- _Goal_
Put the items from the line containing "distant mountain range" through the end of the items into a Markdown table with the columns "Row" and "Line", one numbered row per line, omitting any blank lines.

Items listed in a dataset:
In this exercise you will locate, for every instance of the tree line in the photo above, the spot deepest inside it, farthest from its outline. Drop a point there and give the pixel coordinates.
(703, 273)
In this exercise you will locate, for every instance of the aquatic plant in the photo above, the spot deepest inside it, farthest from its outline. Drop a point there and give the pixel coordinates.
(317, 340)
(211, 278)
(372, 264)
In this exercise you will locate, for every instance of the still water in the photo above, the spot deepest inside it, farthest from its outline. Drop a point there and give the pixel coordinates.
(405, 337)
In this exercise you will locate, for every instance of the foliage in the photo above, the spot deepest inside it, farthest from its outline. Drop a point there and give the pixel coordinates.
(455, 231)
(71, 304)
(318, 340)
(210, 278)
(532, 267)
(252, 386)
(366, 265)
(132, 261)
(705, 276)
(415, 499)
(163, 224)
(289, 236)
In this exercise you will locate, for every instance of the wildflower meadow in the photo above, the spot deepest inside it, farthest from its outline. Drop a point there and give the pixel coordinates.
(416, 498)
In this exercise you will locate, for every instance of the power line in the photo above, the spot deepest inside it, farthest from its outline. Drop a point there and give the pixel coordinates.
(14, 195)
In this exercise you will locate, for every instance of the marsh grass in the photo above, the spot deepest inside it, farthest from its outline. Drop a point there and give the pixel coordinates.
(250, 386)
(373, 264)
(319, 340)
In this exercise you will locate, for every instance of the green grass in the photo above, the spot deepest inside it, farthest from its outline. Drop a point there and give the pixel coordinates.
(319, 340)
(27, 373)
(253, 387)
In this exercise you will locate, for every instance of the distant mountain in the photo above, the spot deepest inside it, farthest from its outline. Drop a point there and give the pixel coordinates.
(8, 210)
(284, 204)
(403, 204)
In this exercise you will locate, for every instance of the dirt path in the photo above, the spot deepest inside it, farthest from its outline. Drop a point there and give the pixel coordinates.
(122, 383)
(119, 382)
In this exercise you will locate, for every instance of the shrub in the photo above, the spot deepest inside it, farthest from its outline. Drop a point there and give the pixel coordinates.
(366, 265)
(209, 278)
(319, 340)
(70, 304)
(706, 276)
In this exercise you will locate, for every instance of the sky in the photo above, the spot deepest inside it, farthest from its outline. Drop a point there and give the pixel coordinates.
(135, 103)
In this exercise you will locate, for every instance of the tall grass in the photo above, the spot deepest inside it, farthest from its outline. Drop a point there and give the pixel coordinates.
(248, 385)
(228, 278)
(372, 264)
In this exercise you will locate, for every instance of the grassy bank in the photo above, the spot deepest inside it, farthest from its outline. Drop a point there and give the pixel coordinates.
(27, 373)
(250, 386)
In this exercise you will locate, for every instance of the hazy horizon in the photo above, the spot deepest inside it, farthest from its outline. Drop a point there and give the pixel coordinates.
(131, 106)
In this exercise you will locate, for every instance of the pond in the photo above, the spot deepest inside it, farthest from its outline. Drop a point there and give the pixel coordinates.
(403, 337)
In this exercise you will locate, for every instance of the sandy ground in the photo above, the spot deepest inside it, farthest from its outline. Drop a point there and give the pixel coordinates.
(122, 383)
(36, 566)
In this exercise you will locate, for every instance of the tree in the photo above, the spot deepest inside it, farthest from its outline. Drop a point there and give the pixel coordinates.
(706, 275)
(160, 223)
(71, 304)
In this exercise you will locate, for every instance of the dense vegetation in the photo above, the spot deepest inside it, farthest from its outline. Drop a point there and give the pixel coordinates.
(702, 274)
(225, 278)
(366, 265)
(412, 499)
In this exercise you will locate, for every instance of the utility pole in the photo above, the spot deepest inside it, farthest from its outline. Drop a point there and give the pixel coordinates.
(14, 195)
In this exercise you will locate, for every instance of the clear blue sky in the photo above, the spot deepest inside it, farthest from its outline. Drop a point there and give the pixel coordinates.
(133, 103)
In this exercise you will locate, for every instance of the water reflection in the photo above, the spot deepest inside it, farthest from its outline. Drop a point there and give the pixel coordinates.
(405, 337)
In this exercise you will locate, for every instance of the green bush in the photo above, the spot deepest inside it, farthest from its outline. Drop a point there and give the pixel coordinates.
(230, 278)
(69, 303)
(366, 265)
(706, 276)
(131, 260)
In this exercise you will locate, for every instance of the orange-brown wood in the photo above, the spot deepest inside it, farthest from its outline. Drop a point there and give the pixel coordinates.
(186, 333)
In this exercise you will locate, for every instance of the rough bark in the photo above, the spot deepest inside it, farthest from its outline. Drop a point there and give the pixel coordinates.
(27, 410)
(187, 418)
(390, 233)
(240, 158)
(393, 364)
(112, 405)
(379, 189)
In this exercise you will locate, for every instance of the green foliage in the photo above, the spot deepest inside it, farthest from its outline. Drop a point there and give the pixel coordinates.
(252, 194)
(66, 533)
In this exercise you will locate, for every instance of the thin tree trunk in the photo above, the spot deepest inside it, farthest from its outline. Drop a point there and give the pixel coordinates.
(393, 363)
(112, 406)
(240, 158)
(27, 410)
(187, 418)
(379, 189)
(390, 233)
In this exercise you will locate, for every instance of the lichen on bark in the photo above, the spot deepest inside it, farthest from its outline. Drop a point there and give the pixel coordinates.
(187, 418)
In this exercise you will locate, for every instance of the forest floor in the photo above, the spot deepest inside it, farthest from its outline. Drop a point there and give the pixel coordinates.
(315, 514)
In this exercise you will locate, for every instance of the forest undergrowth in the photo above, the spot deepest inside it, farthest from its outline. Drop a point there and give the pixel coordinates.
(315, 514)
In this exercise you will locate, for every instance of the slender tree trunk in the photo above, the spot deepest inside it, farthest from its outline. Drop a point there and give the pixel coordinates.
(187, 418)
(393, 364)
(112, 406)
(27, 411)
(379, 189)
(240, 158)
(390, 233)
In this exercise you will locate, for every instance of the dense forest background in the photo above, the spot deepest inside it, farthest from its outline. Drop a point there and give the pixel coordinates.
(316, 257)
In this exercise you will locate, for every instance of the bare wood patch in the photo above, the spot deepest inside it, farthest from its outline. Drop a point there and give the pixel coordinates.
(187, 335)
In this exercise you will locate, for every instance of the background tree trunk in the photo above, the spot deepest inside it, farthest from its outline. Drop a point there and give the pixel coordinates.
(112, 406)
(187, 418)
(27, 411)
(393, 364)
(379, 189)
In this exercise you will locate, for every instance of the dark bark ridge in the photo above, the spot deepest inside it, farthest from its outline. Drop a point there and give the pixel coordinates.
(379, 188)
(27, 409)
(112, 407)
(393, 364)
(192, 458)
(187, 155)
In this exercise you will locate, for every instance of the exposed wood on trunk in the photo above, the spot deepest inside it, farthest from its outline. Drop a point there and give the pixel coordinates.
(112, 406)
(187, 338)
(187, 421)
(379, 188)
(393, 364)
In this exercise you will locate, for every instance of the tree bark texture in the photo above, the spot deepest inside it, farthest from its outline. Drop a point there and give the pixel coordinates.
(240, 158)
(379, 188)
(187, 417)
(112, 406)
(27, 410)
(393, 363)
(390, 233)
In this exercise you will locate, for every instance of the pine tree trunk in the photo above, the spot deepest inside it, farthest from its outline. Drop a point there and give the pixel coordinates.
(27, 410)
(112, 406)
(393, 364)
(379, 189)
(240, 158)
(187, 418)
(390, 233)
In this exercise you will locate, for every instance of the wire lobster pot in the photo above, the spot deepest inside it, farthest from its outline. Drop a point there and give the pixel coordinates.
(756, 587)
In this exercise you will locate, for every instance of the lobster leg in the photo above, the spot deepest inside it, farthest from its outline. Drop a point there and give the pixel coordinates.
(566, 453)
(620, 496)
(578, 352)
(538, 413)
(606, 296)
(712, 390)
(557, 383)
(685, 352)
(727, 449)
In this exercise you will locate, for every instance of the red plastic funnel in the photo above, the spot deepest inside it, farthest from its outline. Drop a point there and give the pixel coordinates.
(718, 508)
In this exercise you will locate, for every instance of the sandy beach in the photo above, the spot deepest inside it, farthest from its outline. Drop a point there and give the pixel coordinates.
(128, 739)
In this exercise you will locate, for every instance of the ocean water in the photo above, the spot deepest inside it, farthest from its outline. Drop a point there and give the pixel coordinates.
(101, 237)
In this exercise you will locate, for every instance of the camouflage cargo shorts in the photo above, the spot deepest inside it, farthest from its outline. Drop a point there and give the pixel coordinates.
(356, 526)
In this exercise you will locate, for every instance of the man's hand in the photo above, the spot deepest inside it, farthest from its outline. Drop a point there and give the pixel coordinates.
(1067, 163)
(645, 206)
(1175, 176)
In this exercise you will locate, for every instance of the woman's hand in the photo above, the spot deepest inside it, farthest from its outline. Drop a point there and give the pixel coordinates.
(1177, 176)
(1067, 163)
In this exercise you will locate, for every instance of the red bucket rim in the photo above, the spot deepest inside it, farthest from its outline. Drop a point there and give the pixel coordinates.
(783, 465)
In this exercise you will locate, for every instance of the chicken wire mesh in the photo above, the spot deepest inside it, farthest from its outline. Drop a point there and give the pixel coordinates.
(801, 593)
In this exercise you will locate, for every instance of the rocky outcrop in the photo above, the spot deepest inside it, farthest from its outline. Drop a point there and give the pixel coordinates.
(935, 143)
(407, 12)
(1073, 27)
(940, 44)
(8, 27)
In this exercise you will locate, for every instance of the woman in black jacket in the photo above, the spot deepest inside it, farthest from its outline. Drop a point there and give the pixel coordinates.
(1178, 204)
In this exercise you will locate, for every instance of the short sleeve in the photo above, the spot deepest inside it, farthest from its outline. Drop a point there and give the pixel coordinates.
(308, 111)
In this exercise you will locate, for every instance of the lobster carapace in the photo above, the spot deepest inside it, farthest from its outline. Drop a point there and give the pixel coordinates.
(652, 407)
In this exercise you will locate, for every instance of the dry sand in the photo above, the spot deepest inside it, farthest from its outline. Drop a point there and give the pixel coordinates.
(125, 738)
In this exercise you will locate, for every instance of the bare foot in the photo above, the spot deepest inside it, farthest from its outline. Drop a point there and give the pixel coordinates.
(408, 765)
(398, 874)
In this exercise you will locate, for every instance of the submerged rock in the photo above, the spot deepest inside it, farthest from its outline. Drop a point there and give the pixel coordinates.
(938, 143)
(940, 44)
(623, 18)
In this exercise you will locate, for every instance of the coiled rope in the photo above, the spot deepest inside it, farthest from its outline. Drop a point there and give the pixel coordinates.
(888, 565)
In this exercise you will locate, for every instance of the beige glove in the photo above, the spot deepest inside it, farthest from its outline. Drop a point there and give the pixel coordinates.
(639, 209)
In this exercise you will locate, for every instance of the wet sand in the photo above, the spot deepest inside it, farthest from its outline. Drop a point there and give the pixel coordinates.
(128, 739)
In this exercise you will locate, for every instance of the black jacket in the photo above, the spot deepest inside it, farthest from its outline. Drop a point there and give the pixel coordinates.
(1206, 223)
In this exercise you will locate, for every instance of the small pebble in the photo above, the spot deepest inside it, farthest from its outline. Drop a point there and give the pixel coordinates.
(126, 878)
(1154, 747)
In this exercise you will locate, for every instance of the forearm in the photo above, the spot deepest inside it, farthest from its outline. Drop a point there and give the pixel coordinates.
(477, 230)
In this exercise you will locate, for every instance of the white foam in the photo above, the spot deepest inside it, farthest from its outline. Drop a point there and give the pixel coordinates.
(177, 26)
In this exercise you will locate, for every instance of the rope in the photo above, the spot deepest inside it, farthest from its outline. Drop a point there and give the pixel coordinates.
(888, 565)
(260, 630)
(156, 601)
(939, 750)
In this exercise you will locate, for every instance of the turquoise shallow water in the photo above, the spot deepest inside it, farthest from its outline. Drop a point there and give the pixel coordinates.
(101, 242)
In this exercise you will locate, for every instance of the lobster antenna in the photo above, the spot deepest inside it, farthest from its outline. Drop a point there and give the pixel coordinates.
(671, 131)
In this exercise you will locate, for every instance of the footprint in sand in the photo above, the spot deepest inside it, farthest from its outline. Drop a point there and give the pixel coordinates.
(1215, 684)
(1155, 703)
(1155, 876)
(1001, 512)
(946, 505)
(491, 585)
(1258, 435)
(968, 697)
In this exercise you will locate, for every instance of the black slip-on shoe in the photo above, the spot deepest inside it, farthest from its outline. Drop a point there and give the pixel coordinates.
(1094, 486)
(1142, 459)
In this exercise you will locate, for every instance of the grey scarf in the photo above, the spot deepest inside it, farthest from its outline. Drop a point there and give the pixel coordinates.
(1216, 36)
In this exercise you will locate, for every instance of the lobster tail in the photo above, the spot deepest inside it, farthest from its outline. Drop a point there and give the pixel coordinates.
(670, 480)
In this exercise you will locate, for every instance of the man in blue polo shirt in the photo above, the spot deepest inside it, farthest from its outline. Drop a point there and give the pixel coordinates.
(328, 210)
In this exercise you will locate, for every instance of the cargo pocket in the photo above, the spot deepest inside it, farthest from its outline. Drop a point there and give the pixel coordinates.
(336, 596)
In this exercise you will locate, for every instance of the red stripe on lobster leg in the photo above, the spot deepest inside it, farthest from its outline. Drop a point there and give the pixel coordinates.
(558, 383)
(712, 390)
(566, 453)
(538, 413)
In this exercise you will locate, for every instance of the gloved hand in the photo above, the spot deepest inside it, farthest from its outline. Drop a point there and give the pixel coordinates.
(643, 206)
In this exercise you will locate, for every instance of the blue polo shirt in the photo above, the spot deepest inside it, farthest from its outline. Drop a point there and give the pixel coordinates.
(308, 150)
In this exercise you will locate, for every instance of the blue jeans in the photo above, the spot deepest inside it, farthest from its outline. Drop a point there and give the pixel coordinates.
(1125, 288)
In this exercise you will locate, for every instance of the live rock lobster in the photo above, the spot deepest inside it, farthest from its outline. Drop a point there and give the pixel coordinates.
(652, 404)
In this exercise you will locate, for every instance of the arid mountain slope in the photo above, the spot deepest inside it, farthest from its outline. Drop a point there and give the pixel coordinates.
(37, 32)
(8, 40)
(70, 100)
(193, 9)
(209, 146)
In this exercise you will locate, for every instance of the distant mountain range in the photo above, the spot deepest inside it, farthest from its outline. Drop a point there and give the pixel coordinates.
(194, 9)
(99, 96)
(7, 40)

- _Final result_
| Row | Line |
|---|---|
| 1 | In this exercise you will locate, for every instance of the distant mountain range in the photo above, the spot deepest inside it, farthest from its outline. Drop a point there and give the pixel coordinates. |
| 2 | (194, 9) |
| 3 | (99, 96) |
| 4 | (7, 40) |